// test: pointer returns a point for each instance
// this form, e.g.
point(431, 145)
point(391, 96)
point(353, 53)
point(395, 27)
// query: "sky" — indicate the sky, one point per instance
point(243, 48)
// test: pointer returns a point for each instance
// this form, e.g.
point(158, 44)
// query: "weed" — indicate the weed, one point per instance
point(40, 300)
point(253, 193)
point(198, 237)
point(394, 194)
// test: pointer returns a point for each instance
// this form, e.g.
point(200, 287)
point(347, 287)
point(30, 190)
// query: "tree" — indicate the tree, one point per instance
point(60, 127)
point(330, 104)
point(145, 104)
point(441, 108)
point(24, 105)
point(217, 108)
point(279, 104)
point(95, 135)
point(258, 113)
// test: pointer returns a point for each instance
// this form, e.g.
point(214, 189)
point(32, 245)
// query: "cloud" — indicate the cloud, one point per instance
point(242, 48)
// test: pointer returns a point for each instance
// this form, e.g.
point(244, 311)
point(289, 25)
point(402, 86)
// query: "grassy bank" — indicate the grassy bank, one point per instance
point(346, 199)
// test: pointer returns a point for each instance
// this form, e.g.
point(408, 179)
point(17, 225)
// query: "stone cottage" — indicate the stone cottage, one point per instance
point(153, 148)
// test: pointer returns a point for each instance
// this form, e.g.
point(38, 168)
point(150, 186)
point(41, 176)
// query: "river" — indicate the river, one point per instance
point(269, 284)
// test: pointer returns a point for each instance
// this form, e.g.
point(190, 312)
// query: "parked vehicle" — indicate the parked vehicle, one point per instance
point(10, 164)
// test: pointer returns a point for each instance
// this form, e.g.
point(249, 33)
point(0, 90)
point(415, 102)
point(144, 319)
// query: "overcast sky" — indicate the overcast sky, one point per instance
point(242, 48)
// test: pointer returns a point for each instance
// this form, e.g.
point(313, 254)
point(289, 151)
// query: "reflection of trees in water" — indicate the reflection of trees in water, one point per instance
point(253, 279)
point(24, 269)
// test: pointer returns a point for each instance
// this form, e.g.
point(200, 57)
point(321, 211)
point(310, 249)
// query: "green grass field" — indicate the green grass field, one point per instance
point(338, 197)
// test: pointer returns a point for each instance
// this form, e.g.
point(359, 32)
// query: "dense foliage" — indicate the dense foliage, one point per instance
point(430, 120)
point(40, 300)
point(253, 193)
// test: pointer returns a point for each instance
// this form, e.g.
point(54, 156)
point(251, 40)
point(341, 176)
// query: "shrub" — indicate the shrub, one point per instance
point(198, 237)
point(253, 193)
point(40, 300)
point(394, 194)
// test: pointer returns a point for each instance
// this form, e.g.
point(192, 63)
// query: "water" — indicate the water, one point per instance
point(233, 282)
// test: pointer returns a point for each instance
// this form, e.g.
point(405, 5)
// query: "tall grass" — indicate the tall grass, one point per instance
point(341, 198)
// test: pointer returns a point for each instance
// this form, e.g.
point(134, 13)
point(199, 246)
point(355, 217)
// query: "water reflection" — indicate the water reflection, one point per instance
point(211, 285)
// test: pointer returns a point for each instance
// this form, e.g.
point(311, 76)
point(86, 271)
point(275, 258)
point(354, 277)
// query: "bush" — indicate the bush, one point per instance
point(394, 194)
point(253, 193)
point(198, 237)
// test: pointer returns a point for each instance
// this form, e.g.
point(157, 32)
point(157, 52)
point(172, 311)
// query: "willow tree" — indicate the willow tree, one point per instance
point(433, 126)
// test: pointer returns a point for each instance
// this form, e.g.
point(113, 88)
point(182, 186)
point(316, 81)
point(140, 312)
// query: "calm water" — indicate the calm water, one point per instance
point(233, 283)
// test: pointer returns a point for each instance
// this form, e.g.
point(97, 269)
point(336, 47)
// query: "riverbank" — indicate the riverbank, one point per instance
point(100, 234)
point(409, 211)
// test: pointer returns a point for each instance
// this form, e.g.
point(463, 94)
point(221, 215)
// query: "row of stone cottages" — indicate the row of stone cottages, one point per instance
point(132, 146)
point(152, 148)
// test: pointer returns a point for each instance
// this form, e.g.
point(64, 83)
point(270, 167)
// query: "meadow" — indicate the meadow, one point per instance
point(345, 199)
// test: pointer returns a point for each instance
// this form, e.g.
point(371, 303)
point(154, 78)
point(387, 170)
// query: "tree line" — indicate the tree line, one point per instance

........

- _What is expected_
Starting at the line with "point(405, 5)" and ending at the line with "point(354, 277)", print each line of the listing above exactly, with no other lines.

- _Output below_
point(405, 5)
// query: "tall grass" — indicate the tall grass, one point per instance
point(341, 198)
// test: pointer returns a point for each instance
// this form, e.g.
point(134, 13)
point(199, 246)
point(355, 217)
// query: "water reflection" — indicate the water reflection, one point per instance
point(211, 285)
// test: pointer returns a point for each instance
// this form, e.g.
point(311, 76)
point(86, 271)
point(275, 258)
point(354, 277)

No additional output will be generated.